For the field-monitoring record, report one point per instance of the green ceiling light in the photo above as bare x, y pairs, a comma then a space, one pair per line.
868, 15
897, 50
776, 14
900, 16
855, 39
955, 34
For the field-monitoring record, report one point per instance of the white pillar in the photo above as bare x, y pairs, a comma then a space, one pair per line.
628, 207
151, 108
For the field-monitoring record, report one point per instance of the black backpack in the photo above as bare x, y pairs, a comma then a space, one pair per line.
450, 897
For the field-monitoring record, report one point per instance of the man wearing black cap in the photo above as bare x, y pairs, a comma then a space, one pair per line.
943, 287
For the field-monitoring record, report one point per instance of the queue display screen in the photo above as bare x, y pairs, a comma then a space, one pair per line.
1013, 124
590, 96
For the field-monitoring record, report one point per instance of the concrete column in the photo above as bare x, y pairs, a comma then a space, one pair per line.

- _Work task_: Output every record above a second time, exactly.

- _Solution for this task_:
For the field-monitoring record, report one point per instance of the green ceiling light in the photo above as bare x, y pairs, a comma then a space, one pair per line.
868, 15
897, 50
776, 14
900, 16
855, 39
955, 34
For the field-monitoring record, report one point per instance of the white pillar in the photo above as bare x, y pairs, a comma then a space, one pair per line.
628, 207
151, 108
For the field-monitoring record, report one point per instance of the black backpack in the photo above as bare x, y pairs, a comma then a space, one pair per line.
450, 897
For the field-monitoring record, report one point per instance of the man wearing black cap in the photo above as bare x, y pairs, a comma then a space, one pair per line.
943, 287
For the field-monitoring record, report one point per instance of the queue display screen in the photo above as bare x, y pairs, a comma then a space, one pair per line.
1013, 124
590, 96
For the field-monitoring record, report one point per instance of the concrete column in the photo above as bare x, y pairs, a comma then a space, one pair per line.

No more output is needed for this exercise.